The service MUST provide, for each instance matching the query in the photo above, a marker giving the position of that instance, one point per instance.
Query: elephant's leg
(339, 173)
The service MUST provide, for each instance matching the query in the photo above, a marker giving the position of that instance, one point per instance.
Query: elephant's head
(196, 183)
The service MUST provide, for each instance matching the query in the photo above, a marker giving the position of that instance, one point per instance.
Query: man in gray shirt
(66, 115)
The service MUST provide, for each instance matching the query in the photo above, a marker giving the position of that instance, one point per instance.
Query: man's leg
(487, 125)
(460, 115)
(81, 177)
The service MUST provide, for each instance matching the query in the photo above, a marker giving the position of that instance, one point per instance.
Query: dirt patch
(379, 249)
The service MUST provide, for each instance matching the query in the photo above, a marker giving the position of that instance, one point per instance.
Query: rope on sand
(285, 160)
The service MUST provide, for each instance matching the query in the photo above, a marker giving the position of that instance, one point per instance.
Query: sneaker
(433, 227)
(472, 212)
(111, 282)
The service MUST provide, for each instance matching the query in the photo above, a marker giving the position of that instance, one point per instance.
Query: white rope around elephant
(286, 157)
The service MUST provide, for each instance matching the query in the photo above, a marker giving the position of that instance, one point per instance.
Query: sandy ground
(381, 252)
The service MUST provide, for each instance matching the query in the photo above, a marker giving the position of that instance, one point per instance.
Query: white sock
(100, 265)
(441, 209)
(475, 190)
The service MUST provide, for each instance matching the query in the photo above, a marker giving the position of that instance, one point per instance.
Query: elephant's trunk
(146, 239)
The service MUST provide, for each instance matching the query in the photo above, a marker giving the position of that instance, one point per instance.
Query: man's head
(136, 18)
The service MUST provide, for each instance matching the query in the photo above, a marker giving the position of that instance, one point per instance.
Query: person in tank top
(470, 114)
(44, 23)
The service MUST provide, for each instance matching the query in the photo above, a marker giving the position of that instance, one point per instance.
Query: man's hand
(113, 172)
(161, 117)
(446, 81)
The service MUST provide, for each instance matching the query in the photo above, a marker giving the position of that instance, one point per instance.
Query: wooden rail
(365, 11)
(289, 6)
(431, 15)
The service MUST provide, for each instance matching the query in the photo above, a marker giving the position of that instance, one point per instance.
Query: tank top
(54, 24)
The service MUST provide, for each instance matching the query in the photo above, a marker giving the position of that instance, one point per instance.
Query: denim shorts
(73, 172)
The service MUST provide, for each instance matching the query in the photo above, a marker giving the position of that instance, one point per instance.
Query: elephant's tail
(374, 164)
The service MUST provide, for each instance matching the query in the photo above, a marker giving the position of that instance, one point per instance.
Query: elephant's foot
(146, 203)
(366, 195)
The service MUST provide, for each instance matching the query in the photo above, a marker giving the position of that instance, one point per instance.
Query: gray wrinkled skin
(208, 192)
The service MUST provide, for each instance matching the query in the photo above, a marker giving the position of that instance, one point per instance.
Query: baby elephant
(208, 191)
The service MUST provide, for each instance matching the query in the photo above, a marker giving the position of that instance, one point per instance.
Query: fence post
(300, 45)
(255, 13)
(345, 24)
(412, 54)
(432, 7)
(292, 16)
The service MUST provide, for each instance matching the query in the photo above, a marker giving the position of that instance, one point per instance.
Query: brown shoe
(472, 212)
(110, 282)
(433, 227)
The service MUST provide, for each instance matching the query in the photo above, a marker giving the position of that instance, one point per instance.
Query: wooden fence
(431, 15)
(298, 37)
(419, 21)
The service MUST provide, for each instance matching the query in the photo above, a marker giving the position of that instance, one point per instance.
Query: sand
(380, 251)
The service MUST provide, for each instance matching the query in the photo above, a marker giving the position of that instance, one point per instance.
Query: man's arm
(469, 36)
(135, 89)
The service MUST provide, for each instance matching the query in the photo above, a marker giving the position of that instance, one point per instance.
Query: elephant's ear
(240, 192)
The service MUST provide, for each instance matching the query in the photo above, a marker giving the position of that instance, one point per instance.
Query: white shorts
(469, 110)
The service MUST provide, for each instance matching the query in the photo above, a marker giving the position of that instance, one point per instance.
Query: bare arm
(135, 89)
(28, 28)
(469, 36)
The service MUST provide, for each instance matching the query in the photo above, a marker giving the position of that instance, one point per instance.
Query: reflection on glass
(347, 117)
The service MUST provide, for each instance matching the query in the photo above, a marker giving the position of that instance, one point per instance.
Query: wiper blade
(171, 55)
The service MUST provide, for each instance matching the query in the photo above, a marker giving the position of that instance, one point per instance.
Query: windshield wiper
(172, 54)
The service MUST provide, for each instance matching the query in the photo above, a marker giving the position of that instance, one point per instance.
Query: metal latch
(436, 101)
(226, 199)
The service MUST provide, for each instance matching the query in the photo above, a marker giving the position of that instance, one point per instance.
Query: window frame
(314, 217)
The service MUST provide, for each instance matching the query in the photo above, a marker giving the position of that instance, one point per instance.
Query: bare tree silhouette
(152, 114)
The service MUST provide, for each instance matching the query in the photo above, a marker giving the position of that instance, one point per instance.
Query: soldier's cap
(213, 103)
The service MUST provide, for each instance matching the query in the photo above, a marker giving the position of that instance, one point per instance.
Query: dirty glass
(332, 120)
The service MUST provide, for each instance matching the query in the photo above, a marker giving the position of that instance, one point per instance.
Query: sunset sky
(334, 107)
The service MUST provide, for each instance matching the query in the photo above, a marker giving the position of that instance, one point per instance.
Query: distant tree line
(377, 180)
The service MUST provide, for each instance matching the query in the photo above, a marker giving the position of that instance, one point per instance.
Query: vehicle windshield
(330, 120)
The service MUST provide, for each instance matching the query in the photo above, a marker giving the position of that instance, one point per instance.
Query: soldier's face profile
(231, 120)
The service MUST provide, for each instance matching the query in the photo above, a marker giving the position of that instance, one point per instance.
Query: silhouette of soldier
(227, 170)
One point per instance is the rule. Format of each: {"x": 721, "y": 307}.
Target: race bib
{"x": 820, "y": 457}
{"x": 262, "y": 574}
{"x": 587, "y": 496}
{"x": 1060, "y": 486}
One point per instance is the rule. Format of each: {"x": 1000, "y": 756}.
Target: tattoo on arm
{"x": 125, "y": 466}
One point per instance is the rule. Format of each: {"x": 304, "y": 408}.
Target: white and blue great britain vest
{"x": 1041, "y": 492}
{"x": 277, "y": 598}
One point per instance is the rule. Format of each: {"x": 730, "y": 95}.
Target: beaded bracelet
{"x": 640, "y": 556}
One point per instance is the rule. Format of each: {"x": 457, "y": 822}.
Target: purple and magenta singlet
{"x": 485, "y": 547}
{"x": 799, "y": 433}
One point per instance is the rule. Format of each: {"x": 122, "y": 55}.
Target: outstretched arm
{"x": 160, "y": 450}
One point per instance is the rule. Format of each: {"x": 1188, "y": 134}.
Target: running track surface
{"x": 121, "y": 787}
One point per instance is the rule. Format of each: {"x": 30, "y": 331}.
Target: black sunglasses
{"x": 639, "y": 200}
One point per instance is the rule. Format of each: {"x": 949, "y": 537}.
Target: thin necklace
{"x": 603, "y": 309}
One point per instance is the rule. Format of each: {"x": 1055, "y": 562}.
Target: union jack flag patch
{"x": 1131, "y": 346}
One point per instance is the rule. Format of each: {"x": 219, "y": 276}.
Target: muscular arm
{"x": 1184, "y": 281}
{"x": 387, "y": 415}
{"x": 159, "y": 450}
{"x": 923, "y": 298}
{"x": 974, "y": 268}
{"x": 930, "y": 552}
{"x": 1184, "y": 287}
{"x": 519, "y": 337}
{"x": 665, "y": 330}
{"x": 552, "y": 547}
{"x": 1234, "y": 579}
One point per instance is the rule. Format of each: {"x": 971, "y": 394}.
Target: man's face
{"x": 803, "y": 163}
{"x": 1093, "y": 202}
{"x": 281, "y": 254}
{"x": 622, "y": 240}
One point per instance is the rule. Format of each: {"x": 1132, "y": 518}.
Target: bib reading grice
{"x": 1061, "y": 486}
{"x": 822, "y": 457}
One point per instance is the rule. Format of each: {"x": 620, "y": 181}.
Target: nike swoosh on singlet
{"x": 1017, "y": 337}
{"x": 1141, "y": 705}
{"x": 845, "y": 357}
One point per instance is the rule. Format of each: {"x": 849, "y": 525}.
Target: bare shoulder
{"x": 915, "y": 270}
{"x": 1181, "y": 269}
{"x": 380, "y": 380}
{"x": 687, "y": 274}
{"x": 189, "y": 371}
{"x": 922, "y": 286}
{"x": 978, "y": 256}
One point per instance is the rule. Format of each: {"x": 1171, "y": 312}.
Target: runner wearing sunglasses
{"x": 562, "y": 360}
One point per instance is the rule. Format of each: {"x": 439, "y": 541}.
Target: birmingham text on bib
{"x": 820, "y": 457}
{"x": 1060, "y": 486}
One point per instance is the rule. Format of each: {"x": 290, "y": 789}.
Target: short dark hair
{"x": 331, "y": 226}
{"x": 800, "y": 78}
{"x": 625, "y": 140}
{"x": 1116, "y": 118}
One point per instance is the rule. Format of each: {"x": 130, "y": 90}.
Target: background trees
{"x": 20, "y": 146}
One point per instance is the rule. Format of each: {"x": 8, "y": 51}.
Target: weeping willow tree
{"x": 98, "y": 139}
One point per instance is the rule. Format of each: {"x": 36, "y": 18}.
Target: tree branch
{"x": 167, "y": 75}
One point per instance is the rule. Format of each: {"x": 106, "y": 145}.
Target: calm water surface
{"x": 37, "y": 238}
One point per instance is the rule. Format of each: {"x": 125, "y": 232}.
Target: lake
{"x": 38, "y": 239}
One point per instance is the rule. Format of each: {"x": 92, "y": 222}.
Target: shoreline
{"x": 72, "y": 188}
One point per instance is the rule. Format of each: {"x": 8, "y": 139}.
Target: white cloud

===============

**Exercise instructions**
An exact printout is needed of the lines from the one containing "Target: shoreline" through the end of the listing above, both of those lines included, and nothing else.

**Task response**
Target: shoreline
{"x": 72, "y": 188}
One point per instance is the rule. Format of each: {"x": 8, "y": 139}.
Target: white cloud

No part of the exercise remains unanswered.